Directions:
Set all the entries down again, unaltered.

(Point localization data)

---------------

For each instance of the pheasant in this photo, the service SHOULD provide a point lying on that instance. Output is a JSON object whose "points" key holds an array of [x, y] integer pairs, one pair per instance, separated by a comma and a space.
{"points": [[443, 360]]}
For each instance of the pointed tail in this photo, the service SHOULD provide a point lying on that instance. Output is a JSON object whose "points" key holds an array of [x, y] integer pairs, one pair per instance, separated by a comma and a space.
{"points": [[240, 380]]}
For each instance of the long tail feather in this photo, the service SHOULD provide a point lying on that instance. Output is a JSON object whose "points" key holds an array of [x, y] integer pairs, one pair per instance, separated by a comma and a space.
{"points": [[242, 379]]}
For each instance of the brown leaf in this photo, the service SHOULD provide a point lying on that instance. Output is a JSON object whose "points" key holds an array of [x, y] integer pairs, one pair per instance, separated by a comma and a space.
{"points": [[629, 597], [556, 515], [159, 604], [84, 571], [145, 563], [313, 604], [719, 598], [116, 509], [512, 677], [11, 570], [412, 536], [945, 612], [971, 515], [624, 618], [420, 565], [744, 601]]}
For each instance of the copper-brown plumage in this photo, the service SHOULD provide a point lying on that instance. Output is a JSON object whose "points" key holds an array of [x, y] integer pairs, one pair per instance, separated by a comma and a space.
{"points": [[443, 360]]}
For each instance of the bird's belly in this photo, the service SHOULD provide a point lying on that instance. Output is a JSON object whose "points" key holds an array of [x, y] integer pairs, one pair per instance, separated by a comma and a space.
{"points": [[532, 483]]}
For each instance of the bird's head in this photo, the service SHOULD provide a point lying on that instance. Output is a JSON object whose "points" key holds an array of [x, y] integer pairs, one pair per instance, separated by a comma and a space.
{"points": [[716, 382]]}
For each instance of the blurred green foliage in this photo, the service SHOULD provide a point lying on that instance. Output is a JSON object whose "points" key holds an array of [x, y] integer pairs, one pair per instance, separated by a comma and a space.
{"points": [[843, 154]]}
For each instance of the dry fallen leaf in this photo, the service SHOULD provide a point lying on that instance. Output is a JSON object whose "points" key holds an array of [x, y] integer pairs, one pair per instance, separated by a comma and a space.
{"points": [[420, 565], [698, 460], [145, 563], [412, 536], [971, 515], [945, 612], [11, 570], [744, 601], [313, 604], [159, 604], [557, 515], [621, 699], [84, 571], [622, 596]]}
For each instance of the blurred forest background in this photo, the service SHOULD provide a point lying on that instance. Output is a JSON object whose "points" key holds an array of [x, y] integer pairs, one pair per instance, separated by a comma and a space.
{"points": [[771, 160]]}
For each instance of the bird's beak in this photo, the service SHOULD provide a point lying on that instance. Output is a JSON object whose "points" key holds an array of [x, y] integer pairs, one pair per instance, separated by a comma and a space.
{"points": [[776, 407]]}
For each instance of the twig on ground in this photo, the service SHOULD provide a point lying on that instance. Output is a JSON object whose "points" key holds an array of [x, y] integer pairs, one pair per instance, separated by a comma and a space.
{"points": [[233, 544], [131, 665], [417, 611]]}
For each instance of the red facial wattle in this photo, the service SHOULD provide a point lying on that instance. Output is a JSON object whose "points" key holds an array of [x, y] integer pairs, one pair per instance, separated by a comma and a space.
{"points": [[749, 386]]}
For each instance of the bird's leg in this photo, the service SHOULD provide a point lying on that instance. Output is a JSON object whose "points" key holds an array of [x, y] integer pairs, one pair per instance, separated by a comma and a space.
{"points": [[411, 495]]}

---------------

Result of the task:
For each instance of the pheasant in this photo, the service SHOULD provide a point lying on that instance. Output is a JSON object whose "points" key holds an array of [x, y] integer pairs, one pair per instance, separated by a comma and a space.
{"points": [[443, 360]]}
For each instance of the pointed tail in this photo, the service SHOULD provide a point lying on that instance. Output is a JSON object whose "points" key holds an array of [x, y] integer pairs, one pair per instance, separated by a comma and a space.
{"points": [[240, 380]]}
For each instance of the long tail feather in this photo, the service SHOULD provide a point lying on that instance. Output is a JSON object whose "points" key holds an array of [x, y] integer pairs, one pair per instance, separated by a comma and a space.
{"points": [[242, 379]]}
For each instance of the brown leaf in this photo, the service SHOULD provide a point lying on that instance. Output is a JSON object whose "points" key holds an array of [x, y] integer pairs, one pair per instance, separated by a comma and a space.
{"points": [[629, 597], [556, 515], [159, 604], [84, 571], [145, 563], [313, 604], [719, 598], [116, 509], [512, 677], [11, 570], [412, 536], [945, 612], [971, 515], [624, 618], [420, 565], [744, 601]]}
For each instance of the copper-brown plumage in this photo, the service SHOULD provide a point lying on that instance. Output is a JSON object whose "points" key holds an array of [x, y] integer pairs, one pair per instance, separated by a comma and a space.
{"points": [[443, 360]]}
For each instance of the bird's belly in this photo, the service SHOULD provide a point lying on that instance. Output is a JSON object whose "points" key holds an array of [x, y] integer pairs, one pair per instance, separated by a comma and a space.
{"points": [[532, 483]]}
For each instance of the bird's head in this photo, the service SHOULD provide a point lying on that instance. Output is a JSON object whose "points" key holds an array of [x, y] integer pairs, one pair per instance, separated by a comma and a space.
{"points": [[716, 382]]}
For each instance of the blurred green foliage in this photo, the service SHOULD provide a point lying on that instance. Output is a JSON object whose "points" key holds an array of [x, y] integer pairs, one pair per instance, separated by a comma and a space.
{"points": [[843, 154]]}
For each instance of the dry fallen leaf in this photo, the service SHOULD provide a point lying on that instance. Output is a JSON object whose "points" key holds an array of [x, y] integer pairs, one pair per instance, separated by a comma and a space.
{"points": [[420, 565], [698, 460], [145, 563], [412, 536], [971, 515], [945, 612], [11, 570], [744, 601], [313, 604], [159, 604], [557, 515], [621, 699], [84, 571], [622, 596]]}
For each instance of the blurred forest background in this photo, the service SHOULD provide a point lying on that instance. Output is a JSON object whose "points" key holds an array of [x, y] integer pairs, one pair per instance, separated by a comma and a space.
{"points": [[771, 160]]}
For each instance of the bird's beak in this photo, the service SHOULD provide a point lying on that instance. Output is a JSON object whose "points" key holds an array of [x, y] integer pairs, one pair per instance, separated by a comma and a space.
{"points": [[776, 407]]}
For each instance of the twig on ground in this photo, the service SHOULD provide a point lying on that instance. Output is a JSON object whose "points" key holds an array of [x, y] integer pairs, one pair per instance, separated by a comma and a space.
{"points": [[233, 544], [131, 665], [417, 611]]}
For each instance of the red facial wattle in this photo, the service SHOULD provide a point lying on that instance. Output is a JSON object whose "points" key holds an array of [x, y] integer pairs, one pair per instance, separated by a comma and a space.
{"points": [[749, 386]]}
For each instance of the bird's leg in this photo, the service SHOULD provide a point lying on that instance. Output is a JSON object whose "points" key holds an array of [x, y] integer pairs, one pair per instance, separated by a comma and a space.
{"points": [[411, 495]]}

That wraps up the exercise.